Voor mijn onderzoek was het een pré dat ik ook een medewerker van Dynamo ben en een collega van de respondenten. Uit ervaring weet ik dat de werkdruk onder de sociaal agogen hoog is. Als zij moeten kiezen tussen uitvoering en meedoen aan een onderzoek, zullen zij kiezen voor uitvoering. Maar omdat ik hun collega ben en ik regelmatig met hen in contact kom waren zij eerder bereid om aan het onderzoek mee te werken. Een externe onderzoeker zou dit niet hebben kunnen bereiken. Daarbij heb ik zelf de urgentie (op microniveau) ervaren waardoor ik ook gedreven was om mijn onderzoek uit te voeren.

Mijn persoonlijke kwaliteiten zijn het constateren waar er een urgentie ligt binnen mijn werkveld, mijn affiniteit voor kwetsbare doelgroepen en professionalisering. Dit heeft er toe geleid dat ik dit onderzoek ben gaan uitvoeren.

Oefengegevens:

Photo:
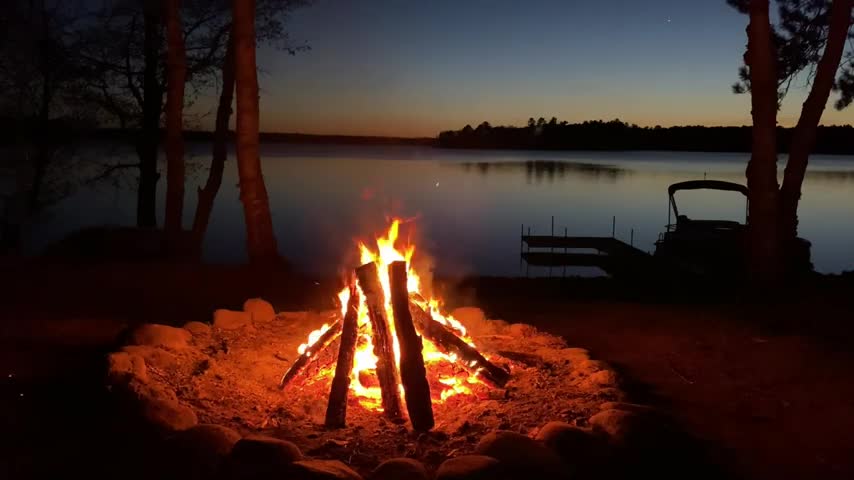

Werkinstructie:
Neem uit de oefentekst letterlijk alles over vanaf "Voor mijn onderzoek" tot en met "uit te voeren.". Baseer je uitsluitend op de oefentekst.

Jouw antwoord:
Voor mijn onderzoek was het een pré dat ik ook een medewerker van Dynamo ben en een collega van de respondenten. Uit ervaring weet ik dat de werkdruk onder de sociaal agogen hoog is. Als zij moeten kiezen tussen uitvoering en meedoen aan een onderzoek, zullen zij kiezen voor uitvoering. Maar omdat ik hun collega ben en ik regelmatig met hen in contact kom waren zij eerder bereid om aan het onderzoek mee te werken. Een externe onderzoeker zou dit niet hebben kunnen bereiken. Daarbij heb ik zelf de urgentie (op microniveau) ervaren waardoor ik ook gedreven was om mijn onderzoek uit te voeren.